- [RECORDS]:
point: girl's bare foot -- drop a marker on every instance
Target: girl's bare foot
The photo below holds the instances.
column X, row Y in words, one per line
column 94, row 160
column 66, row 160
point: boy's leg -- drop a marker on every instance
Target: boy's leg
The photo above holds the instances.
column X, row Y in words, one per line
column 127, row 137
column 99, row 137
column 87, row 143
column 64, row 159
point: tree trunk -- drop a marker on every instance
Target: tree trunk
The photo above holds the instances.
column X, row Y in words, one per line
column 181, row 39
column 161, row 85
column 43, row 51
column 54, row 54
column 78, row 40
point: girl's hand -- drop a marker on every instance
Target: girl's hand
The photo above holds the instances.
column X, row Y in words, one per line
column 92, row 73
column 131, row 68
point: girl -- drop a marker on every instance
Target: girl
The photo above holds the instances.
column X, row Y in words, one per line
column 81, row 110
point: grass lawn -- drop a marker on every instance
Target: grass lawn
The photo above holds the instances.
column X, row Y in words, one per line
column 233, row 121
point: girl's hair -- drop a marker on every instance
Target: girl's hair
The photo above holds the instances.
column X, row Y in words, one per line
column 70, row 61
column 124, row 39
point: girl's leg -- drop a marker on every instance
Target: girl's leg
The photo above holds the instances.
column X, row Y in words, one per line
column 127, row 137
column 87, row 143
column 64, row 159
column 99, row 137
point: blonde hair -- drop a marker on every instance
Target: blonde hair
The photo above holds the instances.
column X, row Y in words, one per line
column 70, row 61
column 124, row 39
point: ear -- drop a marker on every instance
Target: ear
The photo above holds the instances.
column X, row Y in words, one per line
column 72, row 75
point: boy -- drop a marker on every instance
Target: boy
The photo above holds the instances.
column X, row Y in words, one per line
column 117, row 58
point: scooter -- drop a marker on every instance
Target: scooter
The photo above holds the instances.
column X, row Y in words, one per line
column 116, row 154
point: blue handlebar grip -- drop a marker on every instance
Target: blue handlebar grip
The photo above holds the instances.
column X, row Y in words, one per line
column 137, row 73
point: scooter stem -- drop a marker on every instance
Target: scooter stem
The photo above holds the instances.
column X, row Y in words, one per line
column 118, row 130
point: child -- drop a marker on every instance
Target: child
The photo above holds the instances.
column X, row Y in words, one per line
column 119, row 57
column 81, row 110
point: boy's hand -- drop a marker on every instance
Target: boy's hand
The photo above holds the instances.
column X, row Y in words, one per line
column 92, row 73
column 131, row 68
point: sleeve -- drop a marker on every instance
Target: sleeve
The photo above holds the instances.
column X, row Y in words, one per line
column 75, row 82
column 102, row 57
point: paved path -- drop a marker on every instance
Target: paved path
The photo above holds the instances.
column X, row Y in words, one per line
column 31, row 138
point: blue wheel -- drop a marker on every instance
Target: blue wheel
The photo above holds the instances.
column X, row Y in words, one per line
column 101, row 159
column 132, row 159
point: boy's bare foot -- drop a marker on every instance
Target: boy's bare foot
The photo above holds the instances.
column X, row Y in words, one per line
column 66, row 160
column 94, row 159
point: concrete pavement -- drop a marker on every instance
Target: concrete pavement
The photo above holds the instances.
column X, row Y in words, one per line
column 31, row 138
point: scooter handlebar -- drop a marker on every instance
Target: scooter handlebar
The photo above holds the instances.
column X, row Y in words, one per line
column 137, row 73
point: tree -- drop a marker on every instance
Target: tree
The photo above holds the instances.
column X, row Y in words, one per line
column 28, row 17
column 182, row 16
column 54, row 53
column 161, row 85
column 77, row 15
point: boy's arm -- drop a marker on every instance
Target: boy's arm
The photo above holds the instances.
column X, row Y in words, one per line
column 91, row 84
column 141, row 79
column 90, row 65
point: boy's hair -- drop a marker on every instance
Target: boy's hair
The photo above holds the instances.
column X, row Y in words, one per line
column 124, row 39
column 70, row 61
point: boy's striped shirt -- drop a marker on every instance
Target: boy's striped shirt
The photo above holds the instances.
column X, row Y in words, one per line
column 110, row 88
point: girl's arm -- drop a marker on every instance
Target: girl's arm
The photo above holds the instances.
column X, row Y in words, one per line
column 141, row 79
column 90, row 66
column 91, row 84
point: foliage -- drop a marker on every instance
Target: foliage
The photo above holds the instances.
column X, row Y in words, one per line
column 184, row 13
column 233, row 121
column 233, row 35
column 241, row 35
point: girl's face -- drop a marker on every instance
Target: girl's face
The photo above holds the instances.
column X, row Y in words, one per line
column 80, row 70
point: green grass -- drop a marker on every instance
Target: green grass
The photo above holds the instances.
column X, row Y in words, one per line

- [GIVEN EXERCISE]: Convert every line of the entries above into a Markdown table with columns No. and Text. Number the rows in order and omit blank lines.

- [RESPONSE TO THIS TASK]:
| No. | Text |
|---|---|
| 1 | point: girl's bare foot -- drop a marker on every instance |
| 2 | Target: girl's bare foot |
| 3 | The photo below holds the instances. |
| 4 | column X, row Y in words, one per line |
| 5 | column 94, row 160 |
| 6 | column 66, row 160 |
| 7 | point: boy's leg -- drop a marker on every instance |
| 8 | Target: boy's leg |
| 9 | The photo above holds the instances. |
| 10 | column X, row Y in words, one per line |
| 11 | column 127, row 137 |
| 12 | column 99, row 137 |
| 13 | column 87, row 143 |
| 14 | column 64, row 159 |
| 15 | point: tree trunk -- drop a marker on every instance |
| 16 | Target: tree trunk |
| 17 | The photo above holds the instances. |
| 18 | column X, row Y in words, one per line |
| 19 | column 181, row 39 |
| 20 | column 161, row 85 |
| 21 | column 43, row 51 |
| 22 | column 54, row 54 |
| 23 | column 78, row 40 |
| 24 | point: girl's hand -- drop a marker on every instance |
| 25 | Target: girl's hand |
| 26 | The photo above holds the instances. |
| 27 | column X, row Y in words, one per line |
| 28 | column 92, row 73 |
| 29 | column 131, row 68 |
| 30 | point: girl -- drop a marker on every instance |
| 31 | Target: girl |
| 32 | The photo above holds the instances. |
| 33 | column X, row Y in words, one per line |
| 34 | column 81, row 110 |
| 35 | point: grass lawn -- drop a marker on every instance |
| 36 | Target: grass lawn |
| 37 | The photo above holds the instances. |
| 38 | column X, row Y in words, one per line |
| 39 | column 233, row 121 |
| 40 | point: girl's hair -- drop a marker on every instance |
| 41 | Target: girl's hair |
| 42 | The photo above holds the instances. |
| 43 | column X, row Y in words, one per line |
| 44 | column 70, row 61 |
| 45 | column 124, row 39 |
| 46 | point: girl's leg -- drop a marker on every instance |
| 47 | Target: girl's leg |
| 48 | The photo above holds the instances. |
| 49 | column X, row Y in words, one per line |
| 50 | column 127, row 137 |
| 51 | column 87, row 143 |
| 52 | column 64, row 159 |
| 53 | column 99, row 137 |
| 54 | point: blonde hair -- drop a marker on every instance |
| 55 | Target: blonde hair |
| 56 | The photo above holds the instances. |
| 57 | column X, row Y in words, one per line |
| 58 | column 70, row 61 |
| 59 | column 124, row 39 |
| 60 | point: ear -- drop a marker on every instance |
| 61 | Target: ear |
| 62 | The photo above holds the instances. |
| 63 | column X, row Y in words, one per line |
| 64 | column 72, row 75 |
| 65 | point: boy -- drop a marker on every instance |
| 66 | Target: boy |
| 67 | The photo above holds the instances. |
| 68 | column X, row Y in words, one per line |
| 69 | column 117, row 58 |
| 70 | point: scooter -- drop a marker on every instance |
| 71 | Target: scooter |
| 72 | The photo above holds the instances. |
| 73 | column X, row Y in words, one per line |
| 74 | column 116, row 154 |
| 75 | point: blue handlebar grip -- drop a marker on every instance |
| 76 | Target: blue handlebar grip |
| 77 | The photo above holds the instances. |
| 78 | column X, row Y in words, one per line |
| 79 | column 137, row 73 |
| 80 | point: scooter stem -- drop a marker on every instance |
| 81 | Target: scooter stem |
| 82 | The photo above holds the instances. |
| 83 | column X, row Y in words, one per line |
| 84 | column 118, row 130 |
| 85 | point: child -- drop a marker on every instance |
| 86 | Target: child |
| 87 | The photo above holds the instances. |
| 88 | column X, row Y in words, one per line |
| 89 | column 119, row 57 |
| 90 | column 81, row 110 |
| 91 | point: boy's hand -- drop a marker on every instance |
| 92 | Target: boy's hand |
| 93 | The photo above holds the instances. |
| 94 | column X, row Y in words, one per line |
| 95 | column 92, row 73 |
| 96 | column 131, row 68 |
| 97 | point: sleeve -- drop a marker on every instance |
| 98 | Target: sleeve |
| 99 | The photo above holds the instances. |
| 100 | column X, row Y in words, one per line |
| 101 | column 75, row 82 |
| 102 | column 102, row 57 |
| 103 | point: paved path -- drop a marker on every instance |
| 104 | Target: paved path |
| 105 | The photo above holds the instances. |
| 106 | column X, row Y in words, one per line |
| 107 | column 31, row 138 |
| 108 | point: blue wheel -- drop a marker on every instance |
| 109 | Target: blue wheel |
| 110 | The photo above holds the instances. |
| 111 | column X, row Y in words, one per line |
| 112 | column 101, row 159 |
| 113 | column 132, row 159 |
| 114 | point: boy's bare foot -- drop a marker on every instance |
| 115 | Target: boy's bare foot |
| 116 | The photo above holds the instances. |
| 117 | column X, row Y in words, one per line |
| 118 | column 66, row 160 |
| 119 | column 94, row 159 |
| 120 | point: concrete pavement -- drop a marker on every instance |
| 121 | Target: concrete pavement |
| 122 | The photo above holds the instances. |
| 123 | column X, row Y in words, one per line |
| 124 | column 31, row 138 |
| 125 | point: scooter handlebar -- drop a marker on every instance |
| 126 | Target: scooter handlebar |
| 127 | The photo above holds the instances. |
| 128 | column X, row Y in words, one per line |
| 129 | column 137, row 73 |
| 130 | point: tree -- drop a marker on every instance |
| 131 | Target: tree |
| 132 | The photo above holds the instances. |
| 133 | column X, row Y in words, one per line |
| 134 | column 28, row 17 |
| 135 | column 182, row 16 |
| 136 | column 54, row 53 |
| 137 | column 161, row 85 |
| 138 | column 77, row 15 |
| 139 | point: boy's arm -- drop a marker on every instance |
| 140 | Target: boy's arm |
| 141 | The photo above holds the instances. |
| 142 | column X, row Y in words, one per line |
| 143 | column 91, row 84 |
| 144 | column 141, row 79 |
| 145 | column 90, row 65 |
| 146 | point: boy's hair -- drop a marker on every instance |
| 147 | Target: boy's hair |
| 148 | The photo above holds the instances. |
| 149 | column X, row Y in words, one per line |
| 150 | column 124, row 39 |
| 151 | column 70, row 61 |
| 152 | point: boy's striped shirt -- drop a marker on every instance |
| 153 | Target: boy's striped shirt |
| 154 | The photo above holds the instances. |
| 155 | column X, row Y in words, one per line |
| 156 | column 110, row 88 |
| 157 | point: girl's arm -- drop a marker on every instance |
| 158 | Target: girl's arm |
| 159 | The photo above holds the instances. |
| 160 | column X, row Y in words, one per line |
| 161 | column 141, row 79 |
| 162 | column 90, row 66 |
| 163 | column 91, row 84 |
| 164 | point: foliage -- drop a marker on every instance |
| 165 | Target: foliage |
| 166 | The photo above holds the instances. |
| 167 | column X, row Y in words, one per line |
| 168 | column 184, row 13 |
| 169 | column 233, row 121 |
| 170 | column 233, row 35 |
| 171 | column 241, row 35 |
| 172 | point: girl's face -- drop a marker on every instance |
| 173 | Target: girl's face |
| 174 | The photo above holds the instances. |
| 175 | column X, row Y in words, one per line |
| 176 | column 80, row 70 |
| 177 | point: green grass -- drop a marker on every instance |
| 178 | Target: green grass |
| 179 | The photo above holds the instances. |
| 180 | column X, row Y in words, one per line |